### Task objective:
Can you format the lines below as a numbered list, from the line containing "Target: mirror arm" up to and including the last line of the rows, leaving out any blank lines?
Begin Dataset entries
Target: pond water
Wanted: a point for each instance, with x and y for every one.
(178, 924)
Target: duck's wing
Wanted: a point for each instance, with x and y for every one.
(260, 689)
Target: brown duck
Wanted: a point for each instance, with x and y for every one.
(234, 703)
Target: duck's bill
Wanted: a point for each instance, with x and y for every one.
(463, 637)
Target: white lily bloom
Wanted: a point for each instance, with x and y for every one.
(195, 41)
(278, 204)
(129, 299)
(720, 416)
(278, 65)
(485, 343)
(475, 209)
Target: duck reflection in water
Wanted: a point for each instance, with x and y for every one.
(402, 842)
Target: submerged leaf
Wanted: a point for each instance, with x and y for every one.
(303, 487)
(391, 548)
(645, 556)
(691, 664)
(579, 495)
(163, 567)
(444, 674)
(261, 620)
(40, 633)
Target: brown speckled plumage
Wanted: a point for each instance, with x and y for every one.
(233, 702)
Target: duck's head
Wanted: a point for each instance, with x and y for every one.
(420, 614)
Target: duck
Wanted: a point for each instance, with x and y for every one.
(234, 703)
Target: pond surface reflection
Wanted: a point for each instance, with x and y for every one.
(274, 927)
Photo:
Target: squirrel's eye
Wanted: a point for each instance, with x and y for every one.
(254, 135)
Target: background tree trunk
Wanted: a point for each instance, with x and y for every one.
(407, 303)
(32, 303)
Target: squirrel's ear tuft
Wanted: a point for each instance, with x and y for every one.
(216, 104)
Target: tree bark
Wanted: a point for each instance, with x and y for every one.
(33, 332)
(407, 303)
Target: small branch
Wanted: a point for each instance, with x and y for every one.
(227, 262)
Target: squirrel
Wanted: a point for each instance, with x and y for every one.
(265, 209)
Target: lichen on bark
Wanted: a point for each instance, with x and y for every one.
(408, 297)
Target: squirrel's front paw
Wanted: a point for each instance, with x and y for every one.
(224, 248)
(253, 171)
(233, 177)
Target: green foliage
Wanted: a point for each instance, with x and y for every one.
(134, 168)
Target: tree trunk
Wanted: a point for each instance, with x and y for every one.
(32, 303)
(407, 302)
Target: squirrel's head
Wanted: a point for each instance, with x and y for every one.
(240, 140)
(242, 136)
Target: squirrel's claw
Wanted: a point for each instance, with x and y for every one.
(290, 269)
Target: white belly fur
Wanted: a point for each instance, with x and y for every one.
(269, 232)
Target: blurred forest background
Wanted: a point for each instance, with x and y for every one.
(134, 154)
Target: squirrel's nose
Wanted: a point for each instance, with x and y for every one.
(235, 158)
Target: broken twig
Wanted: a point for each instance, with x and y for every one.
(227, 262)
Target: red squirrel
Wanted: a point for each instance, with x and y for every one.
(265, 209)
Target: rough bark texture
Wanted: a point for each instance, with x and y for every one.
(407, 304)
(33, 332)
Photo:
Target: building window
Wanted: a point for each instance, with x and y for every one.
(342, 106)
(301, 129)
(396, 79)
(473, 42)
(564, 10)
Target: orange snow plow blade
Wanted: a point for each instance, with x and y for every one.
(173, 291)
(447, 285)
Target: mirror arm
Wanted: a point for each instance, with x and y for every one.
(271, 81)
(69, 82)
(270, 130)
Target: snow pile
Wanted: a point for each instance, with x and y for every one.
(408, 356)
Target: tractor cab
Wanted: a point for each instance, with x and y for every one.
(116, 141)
End Dataset entries
### Task answer:
1. Target: mirror arm
2. Wanted: a point for each instance, with x and y for every one.
3. (271, 81)
4. (69, 82)
5. (270, 130)
6. Target: snow pile
7. Wanted: a point for each instance, with x and y for every one.
8. (408, 356)
9. Target: tractor cab
10. Wanted: a point for each instance, with x and y for every one.
11. (116, 141)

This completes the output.